**Aufgabenstellung:**
Wer hat laut dem Textauszug über die neue feministische Welle das Manifest für einen „Feminismus für die 99%“ geschrieben?

**Textauszug:**
· · · · ·

Von Polen bis Argentinien, über den Spanischen Staat, die USA und Brasilien waren Frauen in den letzten Jahren an vorderster Front im Kampf für ihre Rechte und gegen ihre reaktionären Regierungen. Nicht umsonst spricht man über eine neue feministische Welle weltweit.

In den letzten Jahrzehnten kam es zu einer massiven Eingliederung von Frauen in den Arbeitsmarkt – unter oft prekären Bedingungen. Das hat erlaubt, die Kämpfe um ihre Rechte zunehmend mit arbeitsbezogenen Forderungen zu verbinden. Dabei kommt immer wieder die enge Verbindung zwischen Kapitalismus und patriarchaler Unterdrückung ans Licht.

Ein politisches Manifest der neuen feministischen Welle

Vor einem Publikum, das sich besonders aus Aktivistinnen der internationalen Frauenorganisation Brot und Rosen, sowie arbeitenden Frauen aus verschiedenen Sektoren und Ländern zusammensetzte, erinnerte Andrea D’Atri in ihrem Workshop zunächst an diese neue feministische Welle. Denn in ihren Konntext kann das von drei Akademikerinnen aus den USA geschriebene und am 8. März dieses Jahres veröffentlichte Manifest für einen „Feminismus für die 99%“ klar eingeordnet werden. Als Ergebnis der massiven Mobilisierungen der internationalen Frauenbewegung kristallisiert dieses Manifest einige Tendenzen.

· · · · ·

**Gespeicherte Einträge:**

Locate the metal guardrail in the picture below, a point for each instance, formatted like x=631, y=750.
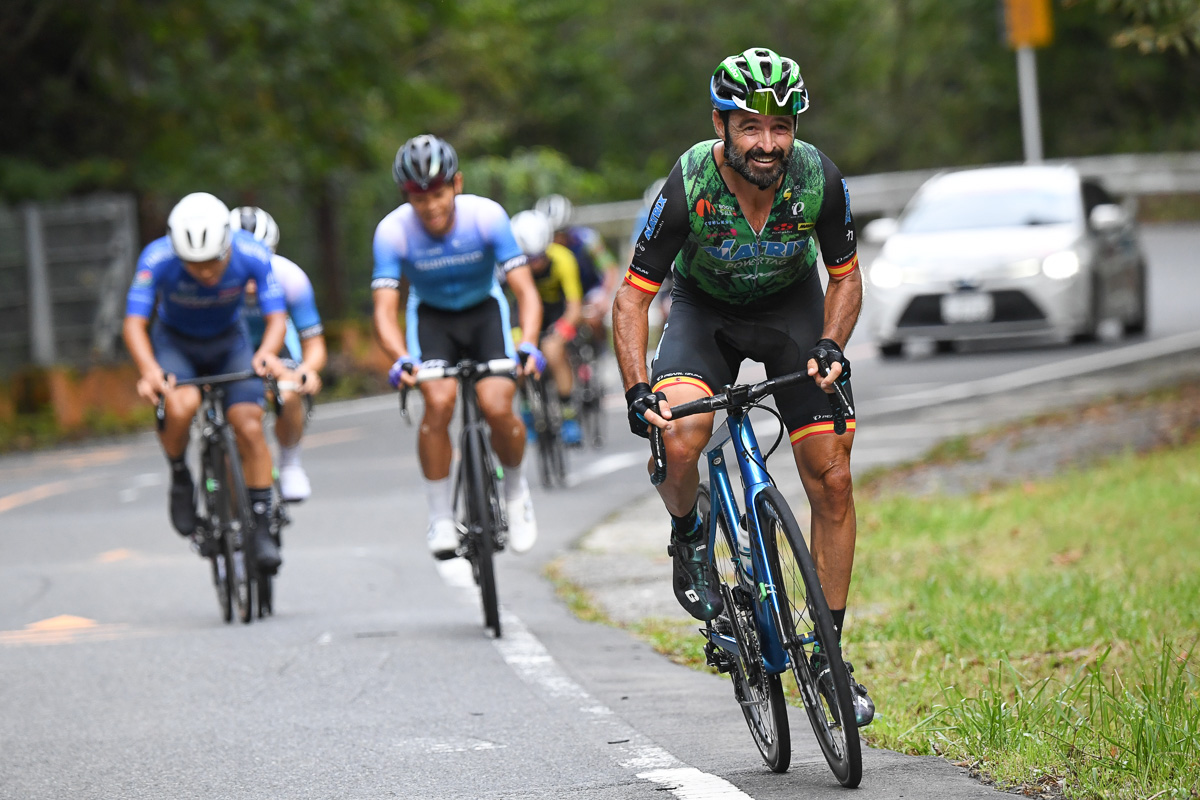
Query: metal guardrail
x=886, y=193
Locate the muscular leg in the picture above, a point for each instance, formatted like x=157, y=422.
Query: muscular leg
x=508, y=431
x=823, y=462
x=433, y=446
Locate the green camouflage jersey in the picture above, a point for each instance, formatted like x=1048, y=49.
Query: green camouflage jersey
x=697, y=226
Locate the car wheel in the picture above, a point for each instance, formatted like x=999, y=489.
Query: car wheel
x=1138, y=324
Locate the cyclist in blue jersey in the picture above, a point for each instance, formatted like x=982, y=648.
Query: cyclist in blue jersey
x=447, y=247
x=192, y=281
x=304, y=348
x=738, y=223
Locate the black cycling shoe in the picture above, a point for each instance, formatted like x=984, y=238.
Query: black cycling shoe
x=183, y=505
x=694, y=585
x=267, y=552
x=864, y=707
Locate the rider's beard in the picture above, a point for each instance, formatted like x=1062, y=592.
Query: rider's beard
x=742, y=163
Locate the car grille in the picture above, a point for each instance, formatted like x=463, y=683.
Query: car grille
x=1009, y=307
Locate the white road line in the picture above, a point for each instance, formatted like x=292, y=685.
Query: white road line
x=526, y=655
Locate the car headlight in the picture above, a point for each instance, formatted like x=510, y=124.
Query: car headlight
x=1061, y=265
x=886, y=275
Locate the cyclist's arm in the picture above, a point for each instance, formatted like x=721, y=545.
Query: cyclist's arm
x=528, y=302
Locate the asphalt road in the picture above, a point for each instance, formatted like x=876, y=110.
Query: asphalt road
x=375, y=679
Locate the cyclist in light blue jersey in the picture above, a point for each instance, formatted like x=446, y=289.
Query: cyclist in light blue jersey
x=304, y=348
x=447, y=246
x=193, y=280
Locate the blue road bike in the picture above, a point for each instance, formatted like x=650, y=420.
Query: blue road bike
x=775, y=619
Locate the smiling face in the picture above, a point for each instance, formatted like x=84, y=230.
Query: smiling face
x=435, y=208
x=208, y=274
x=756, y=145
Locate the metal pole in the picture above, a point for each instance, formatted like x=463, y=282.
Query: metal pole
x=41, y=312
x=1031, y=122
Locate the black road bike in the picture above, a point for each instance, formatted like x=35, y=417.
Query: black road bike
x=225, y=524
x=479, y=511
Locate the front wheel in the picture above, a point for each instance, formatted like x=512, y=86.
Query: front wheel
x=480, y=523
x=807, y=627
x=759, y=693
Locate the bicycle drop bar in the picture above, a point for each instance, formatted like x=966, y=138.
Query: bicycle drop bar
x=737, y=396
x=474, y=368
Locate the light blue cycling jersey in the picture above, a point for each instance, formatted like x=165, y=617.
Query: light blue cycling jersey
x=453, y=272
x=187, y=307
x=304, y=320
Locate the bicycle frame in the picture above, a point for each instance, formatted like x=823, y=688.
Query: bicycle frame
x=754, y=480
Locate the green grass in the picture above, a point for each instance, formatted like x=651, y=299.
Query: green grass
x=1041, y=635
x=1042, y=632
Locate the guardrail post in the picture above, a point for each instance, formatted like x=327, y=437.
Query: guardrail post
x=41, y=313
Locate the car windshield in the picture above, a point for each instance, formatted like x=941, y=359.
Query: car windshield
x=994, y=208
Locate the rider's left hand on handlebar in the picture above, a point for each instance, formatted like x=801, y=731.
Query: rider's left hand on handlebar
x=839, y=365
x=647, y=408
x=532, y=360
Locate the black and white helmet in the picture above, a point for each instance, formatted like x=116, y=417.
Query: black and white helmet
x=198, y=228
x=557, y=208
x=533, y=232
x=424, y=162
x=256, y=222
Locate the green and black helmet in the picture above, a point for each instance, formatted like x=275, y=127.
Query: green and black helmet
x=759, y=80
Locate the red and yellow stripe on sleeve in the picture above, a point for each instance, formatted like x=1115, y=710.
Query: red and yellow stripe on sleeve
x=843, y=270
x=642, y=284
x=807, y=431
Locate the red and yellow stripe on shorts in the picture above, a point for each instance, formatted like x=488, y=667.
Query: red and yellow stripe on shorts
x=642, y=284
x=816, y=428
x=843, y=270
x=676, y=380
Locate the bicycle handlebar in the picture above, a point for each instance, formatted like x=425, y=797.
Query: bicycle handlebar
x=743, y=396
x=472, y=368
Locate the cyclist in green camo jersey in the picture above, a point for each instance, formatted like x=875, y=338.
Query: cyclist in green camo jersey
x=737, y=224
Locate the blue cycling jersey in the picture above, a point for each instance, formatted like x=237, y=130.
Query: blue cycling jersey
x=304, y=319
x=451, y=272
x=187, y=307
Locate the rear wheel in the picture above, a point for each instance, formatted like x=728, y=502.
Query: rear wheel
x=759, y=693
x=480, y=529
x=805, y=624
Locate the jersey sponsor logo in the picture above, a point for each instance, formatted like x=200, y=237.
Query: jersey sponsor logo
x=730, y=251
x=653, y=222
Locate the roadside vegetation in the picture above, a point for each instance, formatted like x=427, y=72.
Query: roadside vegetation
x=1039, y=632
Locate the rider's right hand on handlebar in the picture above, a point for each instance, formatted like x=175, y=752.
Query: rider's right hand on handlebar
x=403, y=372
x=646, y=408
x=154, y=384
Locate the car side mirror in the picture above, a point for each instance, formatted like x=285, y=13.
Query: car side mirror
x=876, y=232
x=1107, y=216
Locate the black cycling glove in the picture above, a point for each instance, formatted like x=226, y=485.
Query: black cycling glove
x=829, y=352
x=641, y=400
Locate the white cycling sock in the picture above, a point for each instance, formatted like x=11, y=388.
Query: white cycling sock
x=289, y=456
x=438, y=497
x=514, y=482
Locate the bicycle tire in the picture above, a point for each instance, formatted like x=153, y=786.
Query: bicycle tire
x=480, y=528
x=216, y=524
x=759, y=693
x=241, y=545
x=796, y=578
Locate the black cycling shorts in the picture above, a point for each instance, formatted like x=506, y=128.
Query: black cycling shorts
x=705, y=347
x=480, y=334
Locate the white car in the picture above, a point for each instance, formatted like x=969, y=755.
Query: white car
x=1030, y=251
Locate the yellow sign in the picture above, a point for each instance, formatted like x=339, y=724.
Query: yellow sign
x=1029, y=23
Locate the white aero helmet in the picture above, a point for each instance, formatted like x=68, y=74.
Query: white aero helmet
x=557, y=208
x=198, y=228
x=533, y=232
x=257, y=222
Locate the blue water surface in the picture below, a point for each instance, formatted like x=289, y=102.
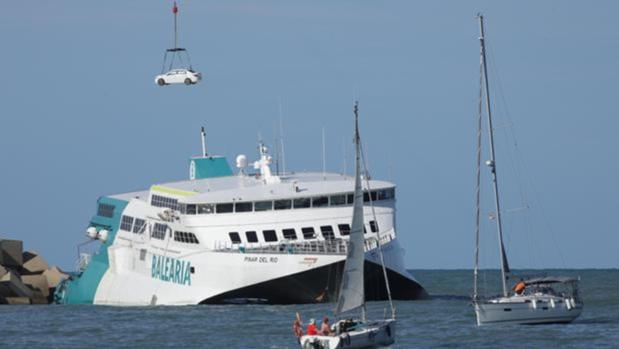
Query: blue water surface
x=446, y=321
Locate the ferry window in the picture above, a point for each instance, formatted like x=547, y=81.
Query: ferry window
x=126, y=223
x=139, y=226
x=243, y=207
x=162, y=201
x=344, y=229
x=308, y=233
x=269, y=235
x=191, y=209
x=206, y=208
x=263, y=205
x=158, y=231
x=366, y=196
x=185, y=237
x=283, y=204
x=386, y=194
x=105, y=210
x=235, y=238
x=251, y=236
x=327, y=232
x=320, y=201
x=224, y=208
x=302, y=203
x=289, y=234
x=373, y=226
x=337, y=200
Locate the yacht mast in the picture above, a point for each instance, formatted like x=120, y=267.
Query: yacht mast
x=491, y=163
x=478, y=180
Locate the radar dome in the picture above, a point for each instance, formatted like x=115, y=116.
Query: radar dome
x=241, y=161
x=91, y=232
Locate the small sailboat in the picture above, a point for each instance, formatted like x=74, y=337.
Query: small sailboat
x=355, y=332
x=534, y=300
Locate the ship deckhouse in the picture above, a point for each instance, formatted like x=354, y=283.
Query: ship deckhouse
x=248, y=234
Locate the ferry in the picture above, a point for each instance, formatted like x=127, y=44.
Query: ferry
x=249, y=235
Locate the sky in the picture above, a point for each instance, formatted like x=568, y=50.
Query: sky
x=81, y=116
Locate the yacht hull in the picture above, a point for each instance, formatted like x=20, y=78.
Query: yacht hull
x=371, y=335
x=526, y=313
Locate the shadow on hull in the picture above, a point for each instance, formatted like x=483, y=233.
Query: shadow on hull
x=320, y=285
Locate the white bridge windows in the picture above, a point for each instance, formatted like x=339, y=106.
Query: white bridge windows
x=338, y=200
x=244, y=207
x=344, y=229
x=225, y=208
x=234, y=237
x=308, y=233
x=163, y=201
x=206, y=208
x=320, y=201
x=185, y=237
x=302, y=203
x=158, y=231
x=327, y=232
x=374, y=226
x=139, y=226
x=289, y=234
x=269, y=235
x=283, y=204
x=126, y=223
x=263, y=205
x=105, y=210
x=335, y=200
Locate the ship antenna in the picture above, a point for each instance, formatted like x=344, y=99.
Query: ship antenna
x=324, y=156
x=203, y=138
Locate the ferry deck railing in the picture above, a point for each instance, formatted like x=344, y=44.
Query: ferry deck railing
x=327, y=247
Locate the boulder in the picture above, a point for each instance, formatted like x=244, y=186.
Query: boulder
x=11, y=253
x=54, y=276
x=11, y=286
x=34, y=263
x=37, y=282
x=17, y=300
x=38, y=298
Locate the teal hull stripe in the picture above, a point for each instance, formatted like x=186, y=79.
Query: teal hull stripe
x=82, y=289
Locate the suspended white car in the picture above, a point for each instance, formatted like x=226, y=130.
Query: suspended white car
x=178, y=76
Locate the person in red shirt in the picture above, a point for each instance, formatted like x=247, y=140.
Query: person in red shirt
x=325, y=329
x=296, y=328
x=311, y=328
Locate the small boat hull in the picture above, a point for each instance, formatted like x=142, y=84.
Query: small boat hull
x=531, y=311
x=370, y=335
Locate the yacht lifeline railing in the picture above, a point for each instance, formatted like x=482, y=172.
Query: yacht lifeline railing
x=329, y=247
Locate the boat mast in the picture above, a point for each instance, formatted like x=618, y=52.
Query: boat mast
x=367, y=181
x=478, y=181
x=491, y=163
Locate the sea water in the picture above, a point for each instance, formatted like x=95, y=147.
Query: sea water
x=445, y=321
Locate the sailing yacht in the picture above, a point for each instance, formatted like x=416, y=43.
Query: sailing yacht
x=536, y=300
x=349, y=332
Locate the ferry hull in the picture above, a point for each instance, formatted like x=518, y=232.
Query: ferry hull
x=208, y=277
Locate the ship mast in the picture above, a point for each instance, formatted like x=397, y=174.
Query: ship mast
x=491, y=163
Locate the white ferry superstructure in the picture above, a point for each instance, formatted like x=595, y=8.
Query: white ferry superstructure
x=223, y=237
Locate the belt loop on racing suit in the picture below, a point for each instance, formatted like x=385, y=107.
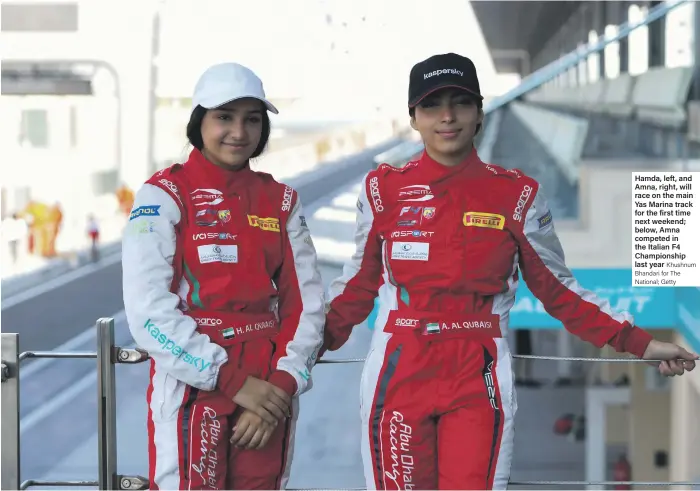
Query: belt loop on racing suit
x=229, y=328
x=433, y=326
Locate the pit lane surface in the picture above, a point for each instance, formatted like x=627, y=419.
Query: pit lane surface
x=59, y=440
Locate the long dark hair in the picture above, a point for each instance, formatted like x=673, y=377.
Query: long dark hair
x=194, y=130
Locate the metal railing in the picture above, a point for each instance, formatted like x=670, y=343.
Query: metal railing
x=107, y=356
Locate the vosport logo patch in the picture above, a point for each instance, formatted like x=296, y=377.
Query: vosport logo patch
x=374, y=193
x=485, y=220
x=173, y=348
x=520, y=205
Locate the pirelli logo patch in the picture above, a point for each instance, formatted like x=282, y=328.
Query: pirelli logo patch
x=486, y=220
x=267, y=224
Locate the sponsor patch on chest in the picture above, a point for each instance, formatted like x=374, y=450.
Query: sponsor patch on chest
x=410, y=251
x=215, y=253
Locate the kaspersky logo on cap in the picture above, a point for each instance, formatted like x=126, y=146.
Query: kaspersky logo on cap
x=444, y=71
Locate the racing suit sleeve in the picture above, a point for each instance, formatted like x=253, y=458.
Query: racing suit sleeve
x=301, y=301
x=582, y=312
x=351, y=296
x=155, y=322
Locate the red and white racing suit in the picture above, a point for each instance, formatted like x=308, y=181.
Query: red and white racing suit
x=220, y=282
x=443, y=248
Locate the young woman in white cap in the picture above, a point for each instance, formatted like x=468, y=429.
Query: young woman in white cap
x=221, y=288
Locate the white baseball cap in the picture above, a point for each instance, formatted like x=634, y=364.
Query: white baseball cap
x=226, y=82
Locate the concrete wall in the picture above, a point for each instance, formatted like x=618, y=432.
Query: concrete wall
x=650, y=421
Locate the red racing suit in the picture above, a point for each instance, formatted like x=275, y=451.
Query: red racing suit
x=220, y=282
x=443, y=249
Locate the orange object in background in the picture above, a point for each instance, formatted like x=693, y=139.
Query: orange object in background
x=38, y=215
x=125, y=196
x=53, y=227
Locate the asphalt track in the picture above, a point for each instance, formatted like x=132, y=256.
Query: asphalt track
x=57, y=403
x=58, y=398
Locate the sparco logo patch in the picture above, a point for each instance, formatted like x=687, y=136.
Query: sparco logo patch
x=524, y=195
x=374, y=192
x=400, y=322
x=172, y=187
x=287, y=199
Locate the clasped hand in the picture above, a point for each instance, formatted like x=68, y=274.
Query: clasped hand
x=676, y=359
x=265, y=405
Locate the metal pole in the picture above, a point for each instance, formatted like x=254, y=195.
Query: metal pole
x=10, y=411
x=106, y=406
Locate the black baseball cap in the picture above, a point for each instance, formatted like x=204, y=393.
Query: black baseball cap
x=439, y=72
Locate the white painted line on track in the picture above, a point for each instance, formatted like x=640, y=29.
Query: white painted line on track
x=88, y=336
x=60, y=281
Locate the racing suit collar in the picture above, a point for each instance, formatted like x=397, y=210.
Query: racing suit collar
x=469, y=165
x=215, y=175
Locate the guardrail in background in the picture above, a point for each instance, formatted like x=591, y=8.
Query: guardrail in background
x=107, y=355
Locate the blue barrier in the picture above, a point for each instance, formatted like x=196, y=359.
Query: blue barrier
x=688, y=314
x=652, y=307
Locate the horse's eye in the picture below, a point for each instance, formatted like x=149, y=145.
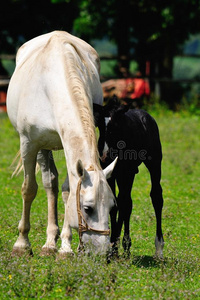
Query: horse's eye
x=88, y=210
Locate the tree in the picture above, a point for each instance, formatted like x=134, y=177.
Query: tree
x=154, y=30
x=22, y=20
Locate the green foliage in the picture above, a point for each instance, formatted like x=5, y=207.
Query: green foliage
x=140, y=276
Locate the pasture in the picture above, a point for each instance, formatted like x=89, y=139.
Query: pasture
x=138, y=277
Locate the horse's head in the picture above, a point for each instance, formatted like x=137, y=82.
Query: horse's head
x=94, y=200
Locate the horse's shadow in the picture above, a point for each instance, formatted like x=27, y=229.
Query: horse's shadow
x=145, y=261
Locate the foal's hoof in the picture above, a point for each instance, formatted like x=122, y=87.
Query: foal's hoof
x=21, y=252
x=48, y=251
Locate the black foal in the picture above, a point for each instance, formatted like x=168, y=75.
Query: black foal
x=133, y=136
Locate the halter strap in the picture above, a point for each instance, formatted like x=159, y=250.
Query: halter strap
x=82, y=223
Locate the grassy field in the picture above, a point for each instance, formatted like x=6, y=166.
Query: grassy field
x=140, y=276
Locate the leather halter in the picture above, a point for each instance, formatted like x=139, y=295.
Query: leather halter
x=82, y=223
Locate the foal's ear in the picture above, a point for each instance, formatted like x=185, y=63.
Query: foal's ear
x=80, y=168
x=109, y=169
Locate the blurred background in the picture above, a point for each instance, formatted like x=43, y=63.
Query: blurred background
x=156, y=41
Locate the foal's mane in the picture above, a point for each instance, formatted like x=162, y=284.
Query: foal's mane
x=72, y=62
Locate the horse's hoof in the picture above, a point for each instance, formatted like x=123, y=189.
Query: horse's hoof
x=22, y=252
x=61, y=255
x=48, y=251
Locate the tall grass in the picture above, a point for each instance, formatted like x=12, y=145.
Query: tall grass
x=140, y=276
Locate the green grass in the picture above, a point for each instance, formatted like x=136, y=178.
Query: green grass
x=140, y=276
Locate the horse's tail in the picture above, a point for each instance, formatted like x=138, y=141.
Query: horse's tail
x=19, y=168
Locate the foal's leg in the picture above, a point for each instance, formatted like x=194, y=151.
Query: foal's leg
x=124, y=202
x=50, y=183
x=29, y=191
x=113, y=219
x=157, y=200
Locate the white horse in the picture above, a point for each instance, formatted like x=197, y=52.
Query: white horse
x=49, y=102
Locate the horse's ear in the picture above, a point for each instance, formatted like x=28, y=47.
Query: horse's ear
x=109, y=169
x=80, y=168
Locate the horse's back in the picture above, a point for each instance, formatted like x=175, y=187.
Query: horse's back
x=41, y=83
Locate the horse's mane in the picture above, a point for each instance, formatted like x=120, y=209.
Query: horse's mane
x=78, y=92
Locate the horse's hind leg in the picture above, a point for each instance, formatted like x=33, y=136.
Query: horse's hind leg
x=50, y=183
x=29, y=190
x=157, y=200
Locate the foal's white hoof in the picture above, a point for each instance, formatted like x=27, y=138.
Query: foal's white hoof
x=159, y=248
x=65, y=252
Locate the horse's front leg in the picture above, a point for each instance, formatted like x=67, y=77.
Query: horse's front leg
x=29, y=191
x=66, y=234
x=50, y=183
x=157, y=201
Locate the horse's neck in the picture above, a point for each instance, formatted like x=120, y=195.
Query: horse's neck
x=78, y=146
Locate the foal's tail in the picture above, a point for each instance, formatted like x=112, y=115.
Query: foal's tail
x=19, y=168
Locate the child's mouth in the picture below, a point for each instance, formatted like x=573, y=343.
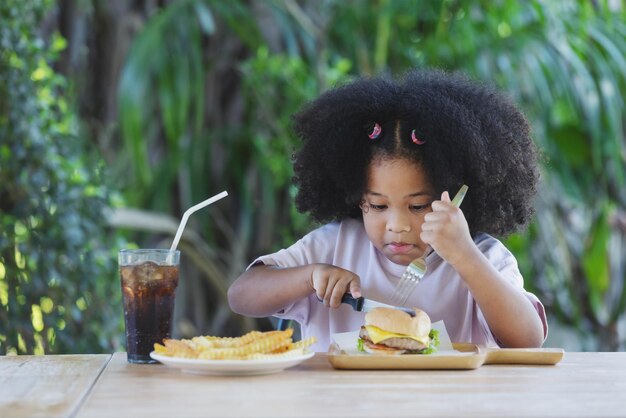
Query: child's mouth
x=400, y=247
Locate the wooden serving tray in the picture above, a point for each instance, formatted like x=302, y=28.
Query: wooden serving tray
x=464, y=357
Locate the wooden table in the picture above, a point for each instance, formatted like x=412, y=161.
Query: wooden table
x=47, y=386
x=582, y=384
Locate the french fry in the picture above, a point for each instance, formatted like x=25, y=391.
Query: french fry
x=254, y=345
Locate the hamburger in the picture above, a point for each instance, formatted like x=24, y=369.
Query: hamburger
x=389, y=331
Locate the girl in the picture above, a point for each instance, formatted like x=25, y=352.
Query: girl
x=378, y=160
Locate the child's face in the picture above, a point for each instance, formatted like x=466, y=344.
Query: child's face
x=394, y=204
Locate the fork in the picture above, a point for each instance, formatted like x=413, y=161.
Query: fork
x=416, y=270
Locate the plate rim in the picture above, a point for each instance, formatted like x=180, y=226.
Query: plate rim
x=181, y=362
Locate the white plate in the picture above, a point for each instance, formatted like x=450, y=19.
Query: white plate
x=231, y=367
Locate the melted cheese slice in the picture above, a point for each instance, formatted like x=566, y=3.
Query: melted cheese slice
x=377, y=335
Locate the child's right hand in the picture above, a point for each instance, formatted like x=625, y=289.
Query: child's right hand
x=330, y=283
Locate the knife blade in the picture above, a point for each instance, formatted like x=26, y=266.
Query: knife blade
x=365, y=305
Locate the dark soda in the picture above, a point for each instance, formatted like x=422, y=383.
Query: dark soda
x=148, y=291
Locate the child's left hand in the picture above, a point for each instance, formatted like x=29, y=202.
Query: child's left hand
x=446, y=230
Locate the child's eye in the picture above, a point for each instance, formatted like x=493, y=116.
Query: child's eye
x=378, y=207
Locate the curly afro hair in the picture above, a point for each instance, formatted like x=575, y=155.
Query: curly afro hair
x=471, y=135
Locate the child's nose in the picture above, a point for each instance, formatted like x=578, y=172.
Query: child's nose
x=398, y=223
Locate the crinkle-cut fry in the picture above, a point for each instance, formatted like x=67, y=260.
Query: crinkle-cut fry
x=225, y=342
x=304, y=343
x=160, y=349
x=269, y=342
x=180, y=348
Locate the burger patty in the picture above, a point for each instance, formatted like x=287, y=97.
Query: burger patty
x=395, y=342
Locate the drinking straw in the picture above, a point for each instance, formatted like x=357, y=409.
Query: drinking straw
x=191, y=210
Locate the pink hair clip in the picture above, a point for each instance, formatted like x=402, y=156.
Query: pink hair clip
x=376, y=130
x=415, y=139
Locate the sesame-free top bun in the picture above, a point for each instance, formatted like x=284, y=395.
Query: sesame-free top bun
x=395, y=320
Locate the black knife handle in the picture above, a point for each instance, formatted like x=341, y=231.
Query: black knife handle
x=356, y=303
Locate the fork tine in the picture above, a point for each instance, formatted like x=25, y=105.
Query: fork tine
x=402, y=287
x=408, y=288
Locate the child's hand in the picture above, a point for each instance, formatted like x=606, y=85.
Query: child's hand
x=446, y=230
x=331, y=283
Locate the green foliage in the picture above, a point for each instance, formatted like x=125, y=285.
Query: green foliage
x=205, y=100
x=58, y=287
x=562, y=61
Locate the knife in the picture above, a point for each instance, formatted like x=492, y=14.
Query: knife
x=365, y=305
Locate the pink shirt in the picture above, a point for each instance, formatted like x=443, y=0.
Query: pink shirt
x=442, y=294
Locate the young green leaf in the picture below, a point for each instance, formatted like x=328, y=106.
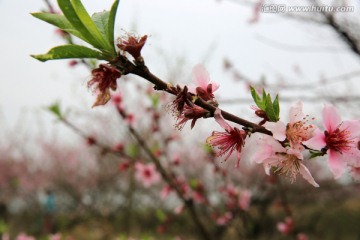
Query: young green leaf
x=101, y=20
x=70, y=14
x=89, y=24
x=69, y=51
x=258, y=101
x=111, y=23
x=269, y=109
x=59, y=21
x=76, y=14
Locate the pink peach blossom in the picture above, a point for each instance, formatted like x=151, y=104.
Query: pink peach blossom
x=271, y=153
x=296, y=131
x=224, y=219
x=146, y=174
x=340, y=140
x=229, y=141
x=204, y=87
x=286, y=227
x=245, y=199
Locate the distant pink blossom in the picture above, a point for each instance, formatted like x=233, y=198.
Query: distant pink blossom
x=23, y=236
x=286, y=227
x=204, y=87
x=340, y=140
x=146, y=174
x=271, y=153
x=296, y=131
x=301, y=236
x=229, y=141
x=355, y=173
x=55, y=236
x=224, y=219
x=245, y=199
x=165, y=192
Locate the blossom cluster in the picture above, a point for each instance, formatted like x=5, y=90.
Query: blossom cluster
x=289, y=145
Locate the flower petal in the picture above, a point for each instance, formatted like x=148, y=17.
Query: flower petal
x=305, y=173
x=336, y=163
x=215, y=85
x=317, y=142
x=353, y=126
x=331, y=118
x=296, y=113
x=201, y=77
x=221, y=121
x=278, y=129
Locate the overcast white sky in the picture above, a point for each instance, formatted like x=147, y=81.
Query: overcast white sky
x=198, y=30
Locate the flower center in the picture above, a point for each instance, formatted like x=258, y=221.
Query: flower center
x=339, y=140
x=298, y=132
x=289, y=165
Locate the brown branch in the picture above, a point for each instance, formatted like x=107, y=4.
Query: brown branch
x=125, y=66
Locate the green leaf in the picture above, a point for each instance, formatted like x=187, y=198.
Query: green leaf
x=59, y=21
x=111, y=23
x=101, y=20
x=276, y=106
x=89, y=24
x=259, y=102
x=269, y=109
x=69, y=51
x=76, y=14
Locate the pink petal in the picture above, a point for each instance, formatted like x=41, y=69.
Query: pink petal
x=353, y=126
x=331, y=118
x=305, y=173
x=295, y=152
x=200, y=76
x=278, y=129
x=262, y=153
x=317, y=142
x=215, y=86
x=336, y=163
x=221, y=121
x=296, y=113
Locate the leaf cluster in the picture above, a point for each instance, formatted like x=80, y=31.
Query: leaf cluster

· · · · ·

**Lösung:**
Drei Akademikerinnen aus den USA.